WHAT THIS TASK INVOLVES
Every entry that follows should be written out again exactly.

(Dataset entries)
****************************************

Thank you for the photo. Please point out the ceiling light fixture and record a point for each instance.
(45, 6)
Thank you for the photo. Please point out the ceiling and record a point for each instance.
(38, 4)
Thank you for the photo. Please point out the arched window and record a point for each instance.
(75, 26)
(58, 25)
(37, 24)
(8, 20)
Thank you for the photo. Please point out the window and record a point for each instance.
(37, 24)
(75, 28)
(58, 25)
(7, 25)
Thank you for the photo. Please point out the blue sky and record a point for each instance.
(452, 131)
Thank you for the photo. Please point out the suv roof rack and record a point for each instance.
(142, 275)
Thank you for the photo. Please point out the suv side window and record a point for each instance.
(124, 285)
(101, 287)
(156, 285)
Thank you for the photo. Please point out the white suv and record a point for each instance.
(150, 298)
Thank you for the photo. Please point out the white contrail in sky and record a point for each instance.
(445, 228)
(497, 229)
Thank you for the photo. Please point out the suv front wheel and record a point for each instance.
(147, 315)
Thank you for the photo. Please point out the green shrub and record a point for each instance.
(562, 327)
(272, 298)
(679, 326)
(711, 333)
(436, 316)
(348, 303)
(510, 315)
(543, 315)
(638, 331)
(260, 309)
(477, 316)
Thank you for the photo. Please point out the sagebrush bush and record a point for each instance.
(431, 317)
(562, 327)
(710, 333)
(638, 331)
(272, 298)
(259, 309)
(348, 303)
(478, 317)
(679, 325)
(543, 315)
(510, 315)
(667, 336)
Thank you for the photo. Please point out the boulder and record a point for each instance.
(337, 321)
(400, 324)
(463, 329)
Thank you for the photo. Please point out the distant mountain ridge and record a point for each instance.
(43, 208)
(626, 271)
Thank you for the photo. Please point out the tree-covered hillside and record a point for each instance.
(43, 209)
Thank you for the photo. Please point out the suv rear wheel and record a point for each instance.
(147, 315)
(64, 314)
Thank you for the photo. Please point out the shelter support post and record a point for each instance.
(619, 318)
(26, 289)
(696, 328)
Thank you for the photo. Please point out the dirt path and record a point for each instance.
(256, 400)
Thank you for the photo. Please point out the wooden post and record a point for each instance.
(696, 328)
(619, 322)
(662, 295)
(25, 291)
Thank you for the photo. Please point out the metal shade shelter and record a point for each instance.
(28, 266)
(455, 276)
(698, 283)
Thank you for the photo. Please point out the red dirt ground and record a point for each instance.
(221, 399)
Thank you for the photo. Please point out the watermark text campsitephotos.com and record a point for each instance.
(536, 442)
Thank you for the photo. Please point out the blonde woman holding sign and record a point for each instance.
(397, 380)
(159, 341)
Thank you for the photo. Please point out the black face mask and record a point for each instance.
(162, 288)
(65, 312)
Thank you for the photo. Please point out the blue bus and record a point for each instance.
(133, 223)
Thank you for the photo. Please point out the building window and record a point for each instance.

****************************************

YOUR RESPONSE
Thank you for the photo. Please point out the ceiling light fixture and record a point for each instance.
(45, 6)
Thank you for the photo. Please point out the ceiling and record a point for each instance.
(38, 4)
Thank you for the photo. Please point out the arched window and record a point for each instance.
(75, 26)
(58, 25)
(37, 24)
(8, 20)
Thank you for the photo. Please point out the window and record a point for each instance.
(37, 24)
(75, 28)
(58, 25)
(7, 25)
Thank you for the photo. Please point out the blue sky and record a point for each instance.
(452, 131)
Thank you for the photo. Please point out the suv roof rack and record a point for each instance.
(142, 275)
Thank you for the photo. Please point out the suv side window and record a point for each instance.
(124, 285)
(101, 287)
(156, 285)
Thank you for the photo. Please point out the white suv and record a point for each instance.
(150, 298)
Thank you for the photo. Please point out the white contrail in sky and record a point for each instance.
(445, 228)
(497, 229)
Thank you for the photo. Please point out the suv front wheel and record a point for each instance.
(147, 315)
Thank you for the photo. Please point out the green shrub and record a point for each instance.
(562, 327)
(272, 298)
(679, 326)
(711, 333)
(436, 316)
(348, 303)
(510, 315)
(543, 315)
(638, 331)
(260, 309)
(477, 316)
Thank you for the photo. Please point out the sagebrush bush and record a point for each instance.
(431, 317)
(562, 327)
(710, 333)
(638, 331)
(272, 298)
(259, 309)
(348, 303)
(478, 317)
(679, 325)
(543, 315)
(510, 315)
(667, 336)
Thank you for the photo. Please point out the boulder and record a point for each instance.
(337, 321)
(400, 324)
(463, 329)
Thank you for the photo. Please point out the distant mountain ridge and record a point for each instance.
(43, 208)
(626, 271)
Thank you for the photo. Please point out the tree-covered hillside and record a point for each instance.
(43, 209)
Thank you for the photo. Please point out the suv rear wheel and record a point for each instance.
(147, 315)
(64, 314)
Thank you for the photo. Please point out the shelter support post and record a point for each instance.
(619, 318)
(26, 289)
(696, 328)
Thank you for the photo. Please point out the dirt path and record a point for each instance.
(256, 400)
Thank you for the photo. Please point out the wooden post and record a point for each instance.
(696, 328)
(619, 322)
(662, 295)
(25, 291)
Thank you for the photo. Please point out the metal shade shelter and record a point for each instance.
(28, 266)
(455, 276)
(698, 283)
Thank you for the photo. Please point out the red dirt ground and record a point for each instance.
(221, 399)
Thank you for the photo. Please point out the watermark text campsitephotos.com and record a point for each instance.
(536, 442)
Thank you for the photo. Please point out the blonde woman holding sign and record a point for each instance.
(397, 380)
(159, 341)
Thank you for the photo. Please point out the black face mask and record a point for each instance.
(162, 288)
(65, 312)
Thank you for the photo. Please point out the blue bus and record a point for each instance.
(133, 223)
Thank you for the photo. Please point out the building window and record a point for each instance.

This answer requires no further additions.